[DOCUMENT EXTRACT]:
In general, the fixed effects approach does not permit proper inferences for explanatory variables that have a fixed effects variable nested within them. We are limited to inferences that are crossed with the fixed effect. Also, we are not able to properly model interactions involving the fixed effects.
Fixed effects can produce valid inferences for nonlinear models (including generalized linear models), but not necessarily. It depends, in part, on the number of parameters relative to the number of observations.
Example: Recall the meta-analysis of 26 studies of the effect of nicotine gum on smoking cessation.
library(dplyr)
library(tidyr)
quitsmoke <- HSAUR3::smoking
quitsmoke$study <- rownames(quitsmoke)
quitsmoke.quits <- quitsmoke |> dplyr::select(study, qt, qc) |>
rename(gum = qt, control = qc) |>
pivot_longer(cols = c(gum,control), names_to = "treatment", values_to = "quit")

[SET PROBLEM 1]: Reproduce every line of the records below, requests included, and shift each polygon vertex coordinate in the answers by adding 15 to it.

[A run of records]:

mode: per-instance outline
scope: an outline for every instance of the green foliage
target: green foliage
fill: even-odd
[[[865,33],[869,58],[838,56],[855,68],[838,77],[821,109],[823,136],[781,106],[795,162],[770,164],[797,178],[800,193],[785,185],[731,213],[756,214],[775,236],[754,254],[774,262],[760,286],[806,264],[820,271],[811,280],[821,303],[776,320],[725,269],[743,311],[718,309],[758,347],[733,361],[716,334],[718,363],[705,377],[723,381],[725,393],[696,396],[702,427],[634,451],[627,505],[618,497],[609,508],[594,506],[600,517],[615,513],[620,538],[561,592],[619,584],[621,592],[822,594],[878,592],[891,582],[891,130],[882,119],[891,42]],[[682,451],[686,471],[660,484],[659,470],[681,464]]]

[SET PROBLEM 2]: According to the fixed effects text, how many studies are in the meta-analysis of nicotine gum and smoking cessation?

[WRITTEN RESPONSE 1]:
mode: per-instance outline
scope: an outline for every instance of the green foliage
target: green foliage
fill: even-odd
[[[880,48],[884,73],[853,71],[870,83],[853,92],[836,124],[838,151],[796,121],[810,177],[785,179],[812,193],[815,208],[800,200],[746,228],[771,229],[790,251],[769,269],[789,277],[775,301],[821,279],[835,286],[826,295],[836,318],[791,335],[740,284],[758,326],[733,324],[773,362],[748,376],[731,349],[733,378],[720,392],[738,396],[740,408],[711,411],[717,442],[649,466],[642,520],[633,512],[624,523],[609,521],[615,532],[630,528],[635,553],[576,607],[634,599],[636,607],[837,609],[893,607],[906,597],[906,145],[897,134],[906,57]],[[697,466],[701,486],[675,499],[674,485],[696,479]]]

[WRITTEN RESPONSE 2]: The meta-analysis covers 26 studies.